▶ _DIRECTIONS_
1. From the review of a recording of music from the Innsbruck court, copy the passage from "The programme recorded" up to and including "hard to prove.".
2. Summarize the review of a recording of music from the Innsbruck court in two sentences.

▶ _TEXT SHOWN_
☆ ☆ ☆ ☆ ☆

Karl Philipp was a great lover of music, and prior to his post as Governor in Innsbruck, he had resided in Silesia, where he ruled the dukedoms of Brzeg (Brieg), Liegnitz and Wohlau. At that time he set up a chapel, and among its members were the famous lutenist Silvius Leopold Weiss, the violinist Gottfried Finger - who is best-known from his activities in England - and the composer Jakob Greber, who acted as Kapellmeister. Karl Philipp took them with him when he moved to Innsbruck, and there he further expanded his chapel. It resulted in a musical establishment which was so large, that his finances were hardly sufficient.

The programme recorded by the Ensemble Rosarum Flores aims at giving an impression of music life at the court in Innsbruck. That could be quite interesting, but the way it has been worked out is not really convincing. The main reason is that the connection between the music and the Innsbruck court is rather loose or even non-existent.

The programme opens with a curious piece by Handel, a cantata on a Spanish text which he composed in Rome in 1707, probably for a concert at the palace of Cardinal Ruspoli. The second composer is Silvius Leopold Weiss, whose connection to the Innsbruck court is documented, but there are few traces of his musical activities there. It is not even known when exactly he was there. Whether La belle Tiroloise is inspired by his stay in Innsbruck is probably hard to prove.

The third composer is Carlo Agostino Badia, who at the time worked at the imperial court in Vienna. He was a member of the Kaiserliche Hofmusik in Innsbruck, set up by emperor Leopold I in 1666. From 1679 until his death in 1690, Duke Karl V of Lothringia resided in Innsbruck. After his death, his widow Eleonore stayed there and engaged Badia as her court composer. In 1694 Eleonore Maria moved to Vienna. There Badia became court composer at the court of Leopold I himself. Augellin vago e canoro is a cantata for soprano, two recorders and basso continuo. The role of the recorders can be explained from the cantata's content: the fate of a bird, imprisoned in a cage, is lamented, and this is compared with the state of the protagonist who is "wrapped in chains by the cruel Irene".

Then we get a piece by Alessandro Scarlatti, and this is a case of a composer who was never connected to the court in Innsbruck. The reasons that an aria from his serenata Il giardino di amore is included here, are that Badia's wife Anna Maria Lisi in 1691 sang in one of his operas, and that he was, according to Franz Gratl in his liner-notes, a "role model" for Handel. Whether the latter is true is problably debatable. The entry on Handel in New Grove does not mention him anywhere. The connection between Giovanni Bononcini and Innsbruck is also non-existent: he never was there, but he is included here because he was Badia's colleague in Vienna. Gratl calls him a "rival" to Badia, but again this is in no way substantiated. Clori svenar mi sento is a typical specimen of the then popular chamber cantata on a subject from the world of Arcadia, the ideal of the higher echelons of society at the time. The two pairs of recitative and aria are preceded by an instrumental introduction in two sections.

The least-known composer in the programme is Pietro Nicolò Sorosina, who has no entry in New Grove. He was the musical director of the Kaiserliche Hofmusik from 1700 to 1708; in the latter year he resigned under the pressure of complaints about his mistreatment of the choirboys. He moved to Vienna, where he remained until his death. The Sonata a due violini e basso consists of five movements and is played here by recorder and violin.

☆ ☆ ☆ ☆ ☆

▶ _DATASET ROWS_
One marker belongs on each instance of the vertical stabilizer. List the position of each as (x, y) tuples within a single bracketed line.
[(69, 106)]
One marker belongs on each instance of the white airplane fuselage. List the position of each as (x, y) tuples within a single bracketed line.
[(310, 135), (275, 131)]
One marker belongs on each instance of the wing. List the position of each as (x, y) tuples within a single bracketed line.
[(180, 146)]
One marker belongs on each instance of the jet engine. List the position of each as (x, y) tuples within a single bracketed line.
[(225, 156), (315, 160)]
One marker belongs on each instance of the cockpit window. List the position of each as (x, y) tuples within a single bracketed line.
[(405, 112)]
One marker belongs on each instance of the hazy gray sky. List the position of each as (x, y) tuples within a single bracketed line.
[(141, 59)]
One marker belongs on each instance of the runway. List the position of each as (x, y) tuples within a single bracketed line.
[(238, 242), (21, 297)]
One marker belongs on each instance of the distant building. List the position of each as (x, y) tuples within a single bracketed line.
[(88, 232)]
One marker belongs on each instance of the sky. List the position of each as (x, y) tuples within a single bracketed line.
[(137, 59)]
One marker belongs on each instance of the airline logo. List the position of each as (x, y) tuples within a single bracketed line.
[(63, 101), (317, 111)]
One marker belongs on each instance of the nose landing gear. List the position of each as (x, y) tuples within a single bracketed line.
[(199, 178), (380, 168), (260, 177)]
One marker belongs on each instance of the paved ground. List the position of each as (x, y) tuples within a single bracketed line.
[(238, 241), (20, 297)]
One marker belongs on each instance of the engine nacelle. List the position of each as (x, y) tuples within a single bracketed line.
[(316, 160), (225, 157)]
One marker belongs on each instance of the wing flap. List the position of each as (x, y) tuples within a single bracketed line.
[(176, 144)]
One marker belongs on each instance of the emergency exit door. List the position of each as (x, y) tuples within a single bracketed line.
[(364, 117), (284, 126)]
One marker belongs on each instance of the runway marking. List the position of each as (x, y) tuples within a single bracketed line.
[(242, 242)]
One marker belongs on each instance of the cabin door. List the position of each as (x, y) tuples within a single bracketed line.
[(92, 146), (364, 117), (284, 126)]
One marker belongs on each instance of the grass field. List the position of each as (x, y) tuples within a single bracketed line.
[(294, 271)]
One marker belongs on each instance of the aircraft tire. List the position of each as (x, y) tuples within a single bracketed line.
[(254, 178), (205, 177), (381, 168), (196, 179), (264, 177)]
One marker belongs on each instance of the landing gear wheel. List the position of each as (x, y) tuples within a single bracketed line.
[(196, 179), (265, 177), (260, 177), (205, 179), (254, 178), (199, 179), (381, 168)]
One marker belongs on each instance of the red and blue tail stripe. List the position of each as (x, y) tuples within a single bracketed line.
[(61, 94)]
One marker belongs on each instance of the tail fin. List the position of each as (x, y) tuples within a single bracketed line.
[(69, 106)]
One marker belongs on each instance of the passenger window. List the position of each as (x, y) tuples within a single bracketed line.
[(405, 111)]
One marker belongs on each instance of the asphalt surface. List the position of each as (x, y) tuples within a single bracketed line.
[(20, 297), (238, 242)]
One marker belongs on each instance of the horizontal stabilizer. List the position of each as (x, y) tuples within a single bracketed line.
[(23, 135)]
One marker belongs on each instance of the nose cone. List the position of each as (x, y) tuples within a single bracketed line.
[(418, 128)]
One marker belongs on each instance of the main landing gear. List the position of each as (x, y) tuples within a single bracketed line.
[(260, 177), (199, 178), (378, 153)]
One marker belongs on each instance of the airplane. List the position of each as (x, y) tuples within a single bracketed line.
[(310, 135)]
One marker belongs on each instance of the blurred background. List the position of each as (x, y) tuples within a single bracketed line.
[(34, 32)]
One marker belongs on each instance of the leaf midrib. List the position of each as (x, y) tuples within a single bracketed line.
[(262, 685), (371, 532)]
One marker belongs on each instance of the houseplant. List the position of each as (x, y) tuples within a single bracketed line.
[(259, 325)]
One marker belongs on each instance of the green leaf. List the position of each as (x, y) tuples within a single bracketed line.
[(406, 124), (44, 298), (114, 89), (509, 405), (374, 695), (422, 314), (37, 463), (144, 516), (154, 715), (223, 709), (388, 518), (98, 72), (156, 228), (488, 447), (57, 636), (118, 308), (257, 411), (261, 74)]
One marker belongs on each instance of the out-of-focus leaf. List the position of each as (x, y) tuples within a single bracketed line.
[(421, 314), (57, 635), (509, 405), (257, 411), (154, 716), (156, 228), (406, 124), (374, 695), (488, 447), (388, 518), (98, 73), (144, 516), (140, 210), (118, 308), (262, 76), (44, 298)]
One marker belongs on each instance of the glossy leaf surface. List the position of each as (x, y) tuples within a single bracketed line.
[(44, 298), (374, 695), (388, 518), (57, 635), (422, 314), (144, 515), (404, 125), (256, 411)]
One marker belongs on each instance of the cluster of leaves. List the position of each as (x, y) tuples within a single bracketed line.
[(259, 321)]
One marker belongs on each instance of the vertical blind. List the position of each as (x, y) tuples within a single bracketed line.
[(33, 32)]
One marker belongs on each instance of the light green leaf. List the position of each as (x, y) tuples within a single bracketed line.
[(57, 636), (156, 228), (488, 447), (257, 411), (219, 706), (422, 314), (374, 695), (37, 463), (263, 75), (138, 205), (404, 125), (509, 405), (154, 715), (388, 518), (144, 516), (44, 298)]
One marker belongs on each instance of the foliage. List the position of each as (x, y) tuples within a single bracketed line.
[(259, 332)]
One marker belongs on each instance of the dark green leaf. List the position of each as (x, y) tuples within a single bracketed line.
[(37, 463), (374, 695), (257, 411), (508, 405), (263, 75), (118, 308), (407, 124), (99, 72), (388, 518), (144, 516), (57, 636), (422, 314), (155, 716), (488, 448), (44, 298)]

☆ ☆ ☆ ☆ ☆

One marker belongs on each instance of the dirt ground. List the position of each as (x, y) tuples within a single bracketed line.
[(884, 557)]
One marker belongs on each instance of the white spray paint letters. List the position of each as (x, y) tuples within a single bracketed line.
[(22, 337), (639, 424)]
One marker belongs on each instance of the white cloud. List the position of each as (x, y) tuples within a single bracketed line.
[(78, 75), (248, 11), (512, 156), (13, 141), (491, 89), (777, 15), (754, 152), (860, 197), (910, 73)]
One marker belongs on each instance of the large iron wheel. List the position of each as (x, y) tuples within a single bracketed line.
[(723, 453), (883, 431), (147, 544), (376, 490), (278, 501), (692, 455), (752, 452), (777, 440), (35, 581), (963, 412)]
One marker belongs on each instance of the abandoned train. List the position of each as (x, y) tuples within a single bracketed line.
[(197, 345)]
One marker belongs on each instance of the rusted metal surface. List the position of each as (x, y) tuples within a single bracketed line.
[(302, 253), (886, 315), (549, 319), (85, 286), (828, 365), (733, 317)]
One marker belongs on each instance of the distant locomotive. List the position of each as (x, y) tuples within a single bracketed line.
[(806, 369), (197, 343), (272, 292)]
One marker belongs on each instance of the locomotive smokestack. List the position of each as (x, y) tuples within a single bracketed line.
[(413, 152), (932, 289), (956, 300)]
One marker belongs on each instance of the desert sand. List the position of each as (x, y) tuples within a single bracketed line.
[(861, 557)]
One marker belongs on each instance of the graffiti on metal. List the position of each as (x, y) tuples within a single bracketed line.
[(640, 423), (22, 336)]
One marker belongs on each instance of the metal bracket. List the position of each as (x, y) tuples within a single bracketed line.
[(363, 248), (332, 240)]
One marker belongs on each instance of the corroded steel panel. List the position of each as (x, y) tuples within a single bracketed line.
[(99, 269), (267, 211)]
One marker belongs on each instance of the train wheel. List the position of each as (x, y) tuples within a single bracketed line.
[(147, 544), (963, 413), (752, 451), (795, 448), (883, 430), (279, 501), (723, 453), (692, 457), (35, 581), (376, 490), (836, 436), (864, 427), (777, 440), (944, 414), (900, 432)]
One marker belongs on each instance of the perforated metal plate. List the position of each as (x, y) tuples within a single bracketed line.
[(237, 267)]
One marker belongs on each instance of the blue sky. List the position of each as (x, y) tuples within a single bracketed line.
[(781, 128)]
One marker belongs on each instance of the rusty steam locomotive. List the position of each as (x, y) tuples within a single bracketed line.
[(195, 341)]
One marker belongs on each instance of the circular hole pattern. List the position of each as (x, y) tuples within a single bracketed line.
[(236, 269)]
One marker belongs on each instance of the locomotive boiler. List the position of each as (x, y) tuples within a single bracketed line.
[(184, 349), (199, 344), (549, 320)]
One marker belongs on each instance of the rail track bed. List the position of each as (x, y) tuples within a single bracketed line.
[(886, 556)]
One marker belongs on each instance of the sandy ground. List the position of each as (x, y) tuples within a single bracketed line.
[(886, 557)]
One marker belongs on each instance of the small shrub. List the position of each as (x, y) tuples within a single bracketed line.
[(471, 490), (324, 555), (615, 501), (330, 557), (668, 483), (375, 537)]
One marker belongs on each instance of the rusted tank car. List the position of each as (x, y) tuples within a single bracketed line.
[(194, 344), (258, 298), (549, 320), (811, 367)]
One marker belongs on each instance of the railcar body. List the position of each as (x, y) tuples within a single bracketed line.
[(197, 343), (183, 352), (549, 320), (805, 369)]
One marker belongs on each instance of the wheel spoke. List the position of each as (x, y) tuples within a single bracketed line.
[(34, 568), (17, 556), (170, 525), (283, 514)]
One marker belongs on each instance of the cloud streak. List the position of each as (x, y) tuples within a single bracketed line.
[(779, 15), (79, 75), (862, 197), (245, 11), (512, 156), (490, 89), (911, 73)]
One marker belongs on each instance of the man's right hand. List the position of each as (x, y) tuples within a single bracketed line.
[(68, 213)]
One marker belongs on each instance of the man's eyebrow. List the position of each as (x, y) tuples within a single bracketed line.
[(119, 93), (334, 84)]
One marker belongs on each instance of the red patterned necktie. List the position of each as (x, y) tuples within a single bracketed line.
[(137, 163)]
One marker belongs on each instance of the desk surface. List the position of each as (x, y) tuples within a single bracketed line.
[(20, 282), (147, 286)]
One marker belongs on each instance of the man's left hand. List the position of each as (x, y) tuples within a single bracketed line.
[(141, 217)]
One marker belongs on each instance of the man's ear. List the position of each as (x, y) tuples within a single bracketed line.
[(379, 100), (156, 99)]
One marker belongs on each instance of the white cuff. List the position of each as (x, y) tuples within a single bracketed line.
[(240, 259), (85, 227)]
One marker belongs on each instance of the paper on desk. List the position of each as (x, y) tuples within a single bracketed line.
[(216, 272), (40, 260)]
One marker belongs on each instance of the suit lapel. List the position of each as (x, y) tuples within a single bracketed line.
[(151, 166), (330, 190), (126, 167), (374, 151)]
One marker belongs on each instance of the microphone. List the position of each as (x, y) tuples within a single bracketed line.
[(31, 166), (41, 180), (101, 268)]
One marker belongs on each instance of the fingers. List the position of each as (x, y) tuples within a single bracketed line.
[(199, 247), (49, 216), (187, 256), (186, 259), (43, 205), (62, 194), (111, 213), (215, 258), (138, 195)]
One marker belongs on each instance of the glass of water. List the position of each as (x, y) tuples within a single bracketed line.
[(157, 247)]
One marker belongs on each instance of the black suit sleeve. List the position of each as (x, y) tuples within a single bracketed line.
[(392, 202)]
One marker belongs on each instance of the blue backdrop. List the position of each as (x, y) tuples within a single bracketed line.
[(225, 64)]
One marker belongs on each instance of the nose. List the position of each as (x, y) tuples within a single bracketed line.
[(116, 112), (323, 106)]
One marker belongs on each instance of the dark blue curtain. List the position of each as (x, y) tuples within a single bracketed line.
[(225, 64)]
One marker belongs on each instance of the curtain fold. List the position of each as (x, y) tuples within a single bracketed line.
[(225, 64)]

☆ ☆ ☆ ☆ ☆

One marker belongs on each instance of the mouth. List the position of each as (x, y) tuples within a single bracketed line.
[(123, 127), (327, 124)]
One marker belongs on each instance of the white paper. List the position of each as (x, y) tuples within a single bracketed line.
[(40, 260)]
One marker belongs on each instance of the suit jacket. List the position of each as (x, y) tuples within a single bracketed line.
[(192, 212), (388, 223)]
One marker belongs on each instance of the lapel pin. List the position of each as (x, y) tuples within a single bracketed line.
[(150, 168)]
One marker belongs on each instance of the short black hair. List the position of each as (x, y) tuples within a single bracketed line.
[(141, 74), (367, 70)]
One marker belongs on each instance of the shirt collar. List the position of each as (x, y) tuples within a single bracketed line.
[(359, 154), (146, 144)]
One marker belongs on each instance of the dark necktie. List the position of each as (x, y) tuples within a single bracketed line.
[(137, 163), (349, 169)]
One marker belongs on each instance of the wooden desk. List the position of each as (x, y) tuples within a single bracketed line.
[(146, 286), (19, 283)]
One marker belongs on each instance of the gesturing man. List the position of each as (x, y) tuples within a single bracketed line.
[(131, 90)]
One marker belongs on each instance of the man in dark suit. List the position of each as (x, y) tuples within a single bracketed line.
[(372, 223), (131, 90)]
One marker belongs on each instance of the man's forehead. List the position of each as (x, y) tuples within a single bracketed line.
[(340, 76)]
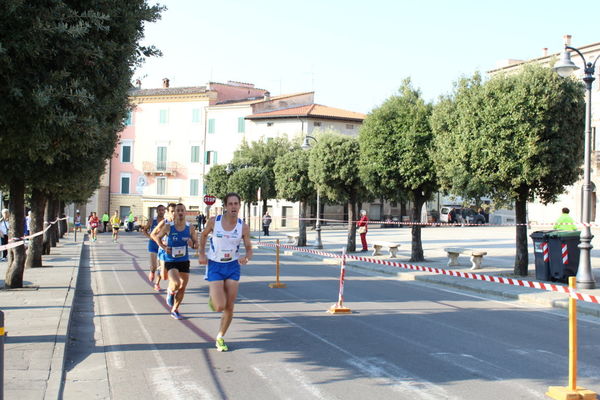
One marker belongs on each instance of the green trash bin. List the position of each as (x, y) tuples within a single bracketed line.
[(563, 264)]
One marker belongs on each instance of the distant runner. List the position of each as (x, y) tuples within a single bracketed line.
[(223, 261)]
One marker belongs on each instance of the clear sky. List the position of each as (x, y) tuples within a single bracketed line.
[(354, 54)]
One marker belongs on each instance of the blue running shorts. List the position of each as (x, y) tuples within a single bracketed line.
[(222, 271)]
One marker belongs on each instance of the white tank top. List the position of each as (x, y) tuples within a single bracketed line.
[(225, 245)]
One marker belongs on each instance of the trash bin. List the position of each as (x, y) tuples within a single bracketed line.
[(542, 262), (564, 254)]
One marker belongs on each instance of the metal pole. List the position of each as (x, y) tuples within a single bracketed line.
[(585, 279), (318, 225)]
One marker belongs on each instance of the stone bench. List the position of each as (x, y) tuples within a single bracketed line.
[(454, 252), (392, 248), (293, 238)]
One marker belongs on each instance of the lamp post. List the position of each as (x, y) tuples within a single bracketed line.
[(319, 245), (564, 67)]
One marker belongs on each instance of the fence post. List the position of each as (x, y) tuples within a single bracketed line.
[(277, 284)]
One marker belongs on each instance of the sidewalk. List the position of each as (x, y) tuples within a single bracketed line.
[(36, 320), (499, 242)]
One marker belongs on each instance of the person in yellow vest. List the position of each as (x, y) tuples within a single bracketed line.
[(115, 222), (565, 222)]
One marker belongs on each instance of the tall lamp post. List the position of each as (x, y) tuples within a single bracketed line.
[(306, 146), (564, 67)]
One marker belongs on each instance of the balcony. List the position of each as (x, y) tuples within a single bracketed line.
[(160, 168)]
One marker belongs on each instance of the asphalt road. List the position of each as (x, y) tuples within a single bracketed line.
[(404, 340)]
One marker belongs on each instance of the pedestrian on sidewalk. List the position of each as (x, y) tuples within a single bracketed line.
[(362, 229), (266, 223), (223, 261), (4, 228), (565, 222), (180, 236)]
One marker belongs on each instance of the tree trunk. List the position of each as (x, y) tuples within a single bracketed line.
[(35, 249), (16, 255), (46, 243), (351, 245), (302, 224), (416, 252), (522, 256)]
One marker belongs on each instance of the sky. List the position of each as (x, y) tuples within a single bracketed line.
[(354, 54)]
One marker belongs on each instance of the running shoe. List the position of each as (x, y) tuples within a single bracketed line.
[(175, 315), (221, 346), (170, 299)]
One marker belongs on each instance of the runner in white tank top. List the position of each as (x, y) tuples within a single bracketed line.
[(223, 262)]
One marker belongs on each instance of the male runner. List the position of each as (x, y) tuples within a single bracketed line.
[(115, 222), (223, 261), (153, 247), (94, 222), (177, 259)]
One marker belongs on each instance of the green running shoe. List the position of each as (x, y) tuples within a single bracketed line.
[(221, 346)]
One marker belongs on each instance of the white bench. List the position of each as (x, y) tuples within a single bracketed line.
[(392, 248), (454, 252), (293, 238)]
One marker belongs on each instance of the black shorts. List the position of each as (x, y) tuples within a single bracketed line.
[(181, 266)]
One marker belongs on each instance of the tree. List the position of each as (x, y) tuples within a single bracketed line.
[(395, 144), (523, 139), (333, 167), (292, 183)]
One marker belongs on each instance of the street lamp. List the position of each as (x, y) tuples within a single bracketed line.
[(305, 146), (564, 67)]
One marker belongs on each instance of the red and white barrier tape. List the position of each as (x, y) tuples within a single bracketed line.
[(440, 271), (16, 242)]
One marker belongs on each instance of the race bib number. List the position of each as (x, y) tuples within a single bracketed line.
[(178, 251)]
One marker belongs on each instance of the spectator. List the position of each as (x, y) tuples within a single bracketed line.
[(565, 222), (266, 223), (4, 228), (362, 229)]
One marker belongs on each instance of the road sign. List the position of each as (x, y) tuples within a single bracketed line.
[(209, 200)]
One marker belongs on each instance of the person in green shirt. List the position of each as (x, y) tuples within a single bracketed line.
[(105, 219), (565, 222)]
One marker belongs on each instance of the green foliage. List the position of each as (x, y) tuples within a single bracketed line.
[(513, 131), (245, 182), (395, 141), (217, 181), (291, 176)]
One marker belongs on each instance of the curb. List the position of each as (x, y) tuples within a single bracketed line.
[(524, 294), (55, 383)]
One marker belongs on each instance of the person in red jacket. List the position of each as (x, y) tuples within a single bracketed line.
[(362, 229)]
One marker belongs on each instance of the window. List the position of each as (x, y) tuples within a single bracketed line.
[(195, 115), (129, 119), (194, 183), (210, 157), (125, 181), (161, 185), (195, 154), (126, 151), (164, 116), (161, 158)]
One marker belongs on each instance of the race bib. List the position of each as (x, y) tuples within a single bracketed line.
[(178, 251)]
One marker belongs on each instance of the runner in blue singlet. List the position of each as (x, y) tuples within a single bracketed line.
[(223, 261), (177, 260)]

☆ ☆ ☆ ☆ ☆

▶ _THE SOLUTIONS_
1.
The programme recorded by the Ensemble Rosarum Flores aims at giving an impression of music life at the court in Innsbruck. That could be quite interesting, but the way it has been worked out is not really convincing. The main reason is that the connection between the music and the Innsbruck court is rather loose or even non-existent.

The programme opens with a curious piece by Handel, a cantata on a Spanish text which he composed in Rome in 1707, probably for a concert at the palace of Cardinal Ruspoli. The second composer is Silvius Leopold Weiss, whose connection to the Innsbruck court is documented, but there are few traces of his musical activities there. It is not even known when exactly he was there. Whether La belle Tiroloise is inspired by his stay in Innsbruck is probably hard to prove.

2. The review describes a program by the Ensemble Rosarum Flores that aims to give an impression of music life at the court in Innsbruck, where Karl Philipp expanded the chapel he had set up in Silesia. The reviewer finds the program unconvincing because the connection between the music and the Innsbruck court is loose or even non-existent; Alessandro Scarlatti and Giovanni Bononcini, for instance, never had ties to it.